(Record set Opens)

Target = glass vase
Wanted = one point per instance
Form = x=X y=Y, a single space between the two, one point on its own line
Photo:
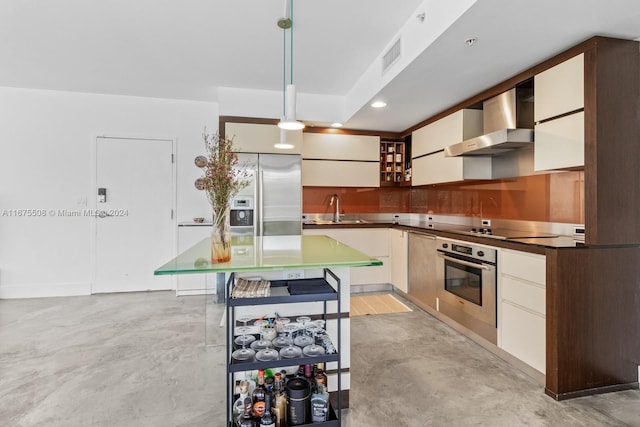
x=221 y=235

(Record set Closes)
(Record set Opens)

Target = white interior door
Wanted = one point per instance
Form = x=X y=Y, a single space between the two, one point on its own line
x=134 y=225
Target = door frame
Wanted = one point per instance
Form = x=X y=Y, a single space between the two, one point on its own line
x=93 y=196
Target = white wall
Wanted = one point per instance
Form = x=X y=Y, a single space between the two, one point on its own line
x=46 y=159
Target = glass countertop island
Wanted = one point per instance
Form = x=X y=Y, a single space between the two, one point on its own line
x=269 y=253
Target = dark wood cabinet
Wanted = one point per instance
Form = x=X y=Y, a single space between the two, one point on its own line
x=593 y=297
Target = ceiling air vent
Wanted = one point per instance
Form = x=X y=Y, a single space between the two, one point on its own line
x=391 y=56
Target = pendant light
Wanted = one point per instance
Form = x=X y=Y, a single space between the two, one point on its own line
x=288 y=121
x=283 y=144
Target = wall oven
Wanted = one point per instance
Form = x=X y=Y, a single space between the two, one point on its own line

(Record set Closes)
(Record set Opens)

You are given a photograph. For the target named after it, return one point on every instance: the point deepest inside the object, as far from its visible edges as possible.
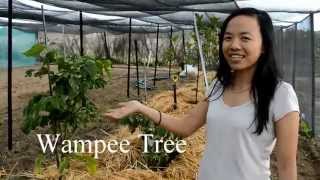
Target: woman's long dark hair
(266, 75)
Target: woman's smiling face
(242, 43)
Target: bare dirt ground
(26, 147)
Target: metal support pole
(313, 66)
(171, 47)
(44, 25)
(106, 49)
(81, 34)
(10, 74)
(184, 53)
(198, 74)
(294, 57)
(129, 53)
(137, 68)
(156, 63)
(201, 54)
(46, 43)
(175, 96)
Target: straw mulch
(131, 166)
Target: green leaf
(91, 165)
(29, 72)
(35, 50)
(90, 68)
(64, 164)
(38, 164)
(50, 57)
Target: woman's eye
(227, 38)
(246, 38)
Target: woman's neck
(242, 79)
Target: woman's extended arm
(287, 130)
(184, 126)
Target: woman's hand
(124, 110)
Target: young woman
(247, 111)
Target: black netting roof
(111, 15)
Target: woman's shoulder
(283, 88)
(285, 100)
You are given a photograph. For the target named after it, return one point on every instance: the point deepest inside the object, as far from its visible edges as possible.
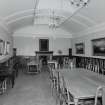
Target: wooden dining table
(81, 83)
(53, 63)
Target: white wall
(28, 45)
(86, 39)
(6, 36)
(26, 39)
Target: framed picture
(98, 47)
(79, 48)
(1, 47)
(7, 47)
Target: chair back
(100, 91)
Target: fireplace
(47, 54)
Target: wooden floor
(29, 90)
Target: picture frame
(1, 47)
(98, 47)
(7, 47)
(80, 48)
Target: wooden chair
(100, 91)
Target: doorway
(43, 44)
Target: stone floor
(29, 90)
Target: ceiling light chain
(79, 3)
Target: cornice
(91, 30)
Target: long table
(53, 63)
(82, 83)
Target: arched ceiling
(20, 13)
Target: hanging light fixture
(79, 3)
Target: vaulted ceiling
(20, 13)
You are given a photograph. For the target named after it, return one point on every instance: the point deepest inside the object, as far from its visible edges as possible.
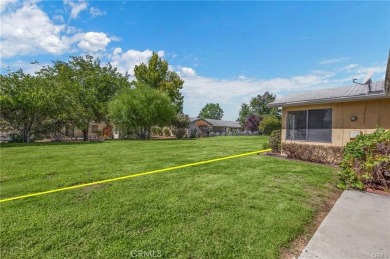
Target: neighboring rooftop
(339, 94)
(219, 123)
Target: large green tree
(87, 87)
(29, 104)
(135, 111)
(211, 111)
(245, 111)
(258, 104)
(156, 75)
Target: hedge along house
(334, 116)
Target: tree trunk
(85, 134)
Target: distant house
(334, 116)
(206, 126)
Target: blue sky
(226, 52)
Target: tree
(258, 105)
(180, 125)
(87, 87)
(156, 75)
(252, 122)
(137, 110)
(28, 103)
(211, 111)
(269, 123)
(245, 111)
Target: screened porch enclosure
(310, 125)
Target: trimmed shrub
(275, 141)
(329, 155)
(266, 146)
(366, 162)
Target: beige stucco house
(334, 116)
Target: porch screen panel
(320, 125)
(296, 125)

(Record set Closes)

Report only how many lines in the records contain the word "glass".

Exercise result:
2